- [STUDY TEXT]
Guys, this is not only completely untrue, but it’s also unhelpful and unhealthy. When we’re talking about this issue as it pertains particularly to motherhood, I think it’s even more dangerous. Motherhood is intrinsically connected to the depths of my identity in a deeper way than being a runner, or an employee, or a student ever could be. My identity as mother defines me to my absolute core, so a sense of failure as a mother is felt far more deeply than any other failure I can think of. I think this is true for most moms I know.

We all know that comparison is as unhealthy as it is a natural response to being a human. We’re constantly tempted to check where we are in relation to the herd. Are we behind? Ahead? Keeping up? Holding people back? It’s human nature, which makes it that much harder to resist.

Mamas listen unto me. Hear my voice and take a second to really think about this. You are currently working at the maximum level of motherhood you have ever experienced. Of course your experience of parenting feels like it’s pushing you to your limit because it is. The number of children you have does not dictate the level of difficulty you are allowed to experience. I have friends with one child, friends with five kids, even a pal who has eleven. Each and every one of them is allowed to feel the magnitude of what they’re being asked to do on a daily basis. It does not matter if you have one child or fifteen, you’re allowed to feel the weight of that responsibility. You’re also allowed to be annoyed by the noise, mess, and sacrifice and also to laugh about it all. Numbers simply do not count here.

We wouldn’t expect a novice runner with shin splints to suck it up and stop complaining just because she’s never run a 10K or a marathon. Shin splints hurt no matter who is experiencing them. We wouldn’t tell a student cramming for finals to shut up and work just because she’s not currently a lawyer. Intellectual exertion pushes us to our limit regardless of the level of work we’re doing.

Mamas, you are allowed to take up space. You are allowed to admit things are hard and frustrating. You’re allowed to say, “me too,” and laugh at the absurdities of motherhood right alongside your sisters who are juggling more or fewer children than you. You are allowed to be there in the comments section, taking up space, and being part of the community. You’re allowed to be there, because here’s the thing. We want you there.

Comparison wants to whisper shame and tell you that not even your struggles are enough. Comparison wants you to be small, and insignificant, and alone. But in my experience, the right group of moms, and honestly the group that I’ve worked hard to cultivate and attract to my posts and writing, is the kind of group who wants you. If you don’t show up, we’re missing out on another voice validating us. If you don’t show up, we’re missing out on a chance to love you. If you don’t comment or say, “me, too,” we’re missing out on another voice in the herd reminding us that we’re all in this together regardless of family size, experience, or ability. We need you to show up. Desperately.

Now, I know that not all comments sections are kind. We obviously have to be wise and share our hearts with people who are safe and can be trusted, but that’s true no matter if we’re sharing on the internet or in-person. The other side of this is that we need to be on the look out for mamas who are making those comparison comments, the ones we can see who need a little extra validation. Those are the friends (or strangers) we need to speak up for, offer a hand and a reminder to that they’re important and loved. We need to take care of those mamas. Odds are, we’ve been on the receiving end of another mother’s kindness, too, and it’s our responsibility to pass that on.

- [DATA EXTRACTS]
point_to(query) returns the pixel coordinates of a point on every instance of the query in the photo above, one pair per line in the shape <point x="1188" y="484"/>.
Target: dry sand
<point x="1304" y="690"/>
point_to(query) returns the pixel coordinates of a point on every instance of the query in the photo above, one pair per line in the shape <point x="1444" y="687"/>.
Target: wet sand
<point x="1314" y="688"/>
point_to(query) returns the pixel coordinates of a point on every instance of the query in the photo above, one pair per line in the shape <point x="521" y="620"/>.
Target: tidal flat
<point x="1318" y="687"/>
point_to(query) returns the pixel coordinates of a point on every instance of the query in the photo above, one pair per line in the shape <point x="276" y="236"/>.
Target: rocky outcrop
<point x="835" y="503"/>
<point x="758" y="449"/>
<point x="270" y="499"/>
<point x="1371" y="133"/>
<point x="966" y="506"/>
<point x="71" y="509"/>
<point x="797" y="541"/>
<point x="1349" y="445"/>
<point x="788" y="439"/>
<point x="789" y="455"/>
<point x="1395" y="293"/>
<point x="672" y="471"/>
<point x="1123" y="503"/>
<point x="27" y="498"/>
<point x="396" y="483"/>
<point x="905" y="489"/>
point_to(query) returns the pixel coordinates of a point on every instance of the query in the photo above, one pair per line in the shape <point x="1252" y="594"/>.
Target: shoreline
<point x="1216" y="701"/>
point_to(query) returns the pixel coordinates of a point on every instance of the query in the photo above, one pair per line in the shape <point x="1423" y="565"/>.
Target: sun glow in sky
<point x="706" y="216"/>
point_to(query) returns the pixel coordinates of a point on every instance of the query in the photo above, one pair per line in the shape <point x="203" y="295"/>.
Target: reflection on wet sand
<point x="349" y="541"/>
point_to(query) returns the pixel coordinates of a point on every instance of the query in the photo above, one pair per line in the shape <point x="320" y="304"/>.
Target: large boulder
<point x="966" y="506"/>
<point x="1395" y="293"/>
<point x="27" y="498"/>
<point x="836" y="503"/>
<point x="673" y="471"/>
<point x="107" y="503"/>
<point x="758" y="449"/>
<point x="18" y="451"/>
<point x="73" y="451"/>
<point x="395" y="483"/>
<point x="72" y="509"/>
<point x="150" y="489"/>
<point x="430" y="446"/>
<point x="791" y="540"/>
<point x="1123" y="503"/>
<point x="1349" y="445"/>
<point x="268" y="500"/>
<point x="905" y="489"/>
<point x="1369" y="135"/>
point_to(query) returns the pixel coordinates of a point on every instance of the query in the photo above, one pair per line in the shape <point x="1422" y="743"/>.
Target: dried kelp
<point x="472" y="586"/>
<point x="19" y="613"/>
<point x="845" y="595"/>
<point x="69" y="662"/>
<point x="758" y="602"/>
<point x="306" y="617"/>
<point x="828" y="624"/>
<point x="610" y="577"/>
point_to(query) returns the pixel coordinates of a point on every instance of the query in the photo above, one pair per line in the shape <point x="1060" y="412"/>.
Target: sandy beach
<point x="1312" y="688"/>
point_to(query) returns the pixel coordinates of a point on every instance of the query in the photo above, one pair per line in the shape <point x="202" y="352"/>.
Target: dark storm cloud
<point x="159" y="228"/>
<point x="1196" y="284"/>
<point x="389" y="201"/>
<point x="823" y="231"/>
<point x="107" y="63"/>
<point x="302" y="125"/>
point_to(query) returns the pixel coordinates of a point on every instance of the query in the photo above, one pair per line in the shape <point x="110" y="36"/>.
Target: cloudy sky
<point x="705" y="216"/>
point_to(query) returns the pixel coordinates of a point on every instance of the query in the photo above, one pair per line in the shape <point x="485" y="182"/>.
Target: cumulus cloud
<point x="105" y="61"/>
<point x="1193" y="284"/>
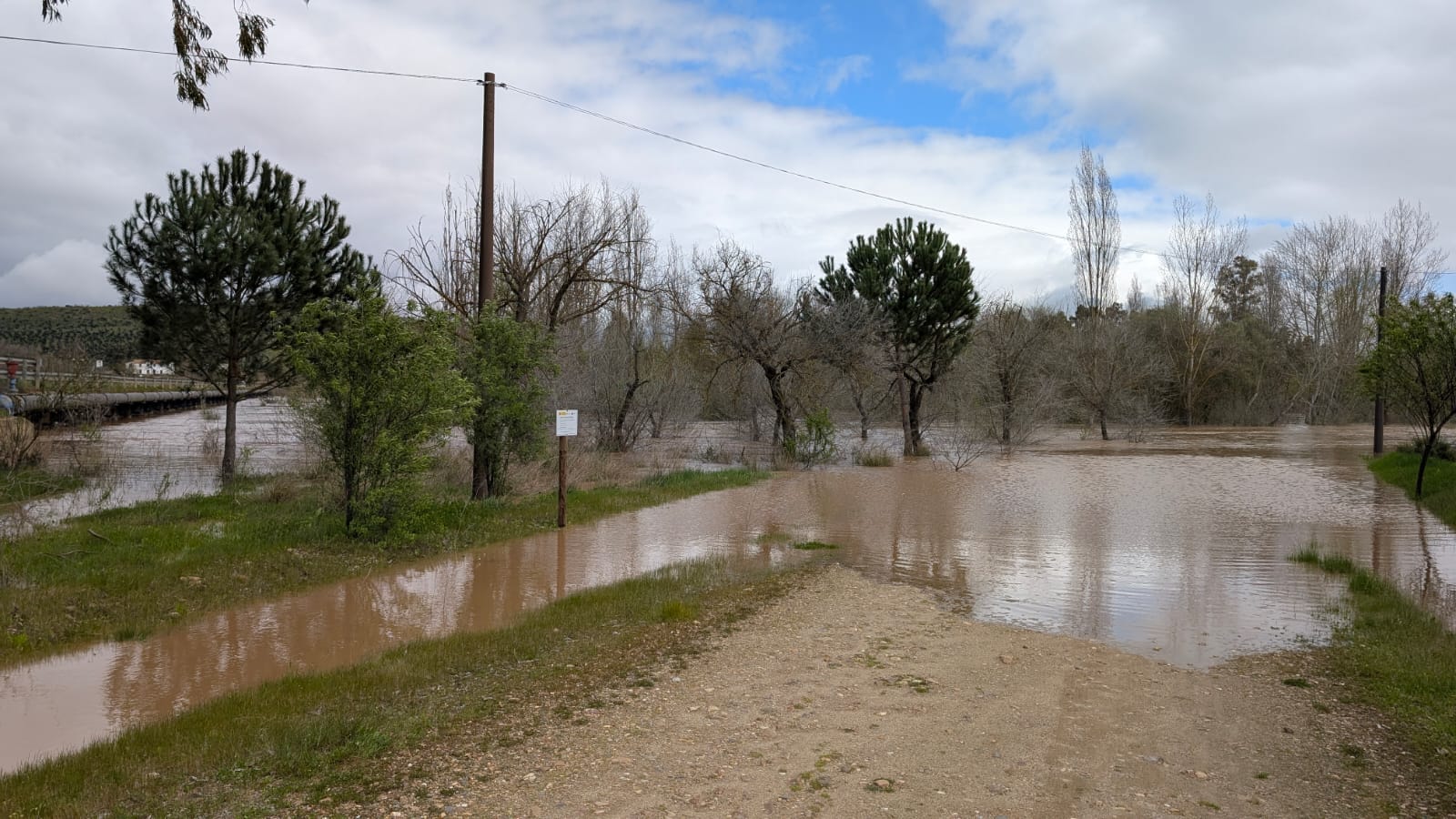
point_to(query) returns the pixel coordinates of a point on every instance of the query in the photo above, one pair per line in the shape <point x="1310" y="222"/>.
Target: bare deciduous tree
<point x="1198" y="249"/>
<point x="746" y="318"/>
<point x="441" y="273"/>
<point x="1011" y="378"/>
<point x="1329" y="280"/>
<point x="1409" y="251"/>
<point x="846" y="339"/>
<point x="1096" y="232"/>
<point x="564" y="258"/>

- [WORK INSTRUCTION A] In the motherhood text, how many children does the writer's friend with the most kids have?
- [WORK INSTRUCTION B] Carry the motherhood text on from its last sentence.

- [FINAL ANSWER A] Eleven.

- [FINAL ANSWER B]
Motherhood is such a gift. We get to experience creation, sacrifice, and intimacy with another human in ways that are almost inexplicable and then we get to have that person puke on us, and make us laugh, and walk away. It’s hard and it’s funny. Motherhood pushes us to our absolute maximum threshold every single day. The silver lining is that we also get each other. We get to be part of a community of sisters who gets us and sees us right where we are. We come in all shapes, sizes, numbers of kids, types of jobs, different cleaning styles, religions, ideologies, and so on. There are infinite differences, but we can all agree that this is the toughest, most rewarding gig we will ever have the privilege of holding down and navigating it alone is just not an option.

You belong here. You are wanted, and needed, and necessary. I hope you know that, my friend.

xoxo,

Mary Susan

House Rules

Y’all, I don’t want to make anyone uncomfortable here, but I put on real pants today, pants with buttons and a zipper, and they fit. In the spirit of that level of success and productivity, I thought I’d take the time to write down my updated list of house rules.

Previously, I’d say that our house rules were pretty normal. My demands are usually fairly minimal, stuff like “don’t jump on the couch,” “muddy shoes belong on the mat,” “don’t bring slugs indoors,” that sort of thing. But, as with most things these days, I’ve come to realize that our house rules need a little bit of a revamp.

Below you’ll see the letter I’ve written to the darling cherubim I like to call my children. Please feel free let me know if you’ve got any ideas for additions or revisions.


Dear Offspring: As I’m sure you know, times they are a-changing. Therefore, I have updated our house rules. I’m sure you’ll agree that this is long overdue, as I have heard your repeated protests and observed your continual opposition. Today, you’ll be pleased to know that I have heard you and your demands are reflected in policy changes below. Please review the proposed legislation, which follows. Thank you for your continued support in keeping our home a haven of rest, serenity, and joy for many years to come.

  • Do what you want with the couch. Go ahead and jump, climb, slide, destroy, and ruin that thing…I’ve accepted the fact that its demise is near.
  • Just put the shoes anywhere. I’m tired of hearing myself speak pointless reminders into the empty, echoing void.
  • All future arguments will be settled by trampoline cage match. Just sort it out amongst yourselves. You know where the bandaids are.
  • If you could just kind of attempt to clean your teeth, we can call it good. Just try. Do it for me and the people living in the tri-state area who can smell your stench.
  • If you are tempted to tattle on someone, please refer to #3.
  • Just use the screens. I don’t have it in me to police screen time anymore. Give my regards to Mario and the Koopas. Good luck with your turnips and I hope you catch a red snapper who’s looking pretty dapper. I’m out.
  • If you can keep living insects out of the bathroom, that’d be cool, but I understand the deep desire to bring the outside in. Let’s just avoid the ones with stingers, shall we?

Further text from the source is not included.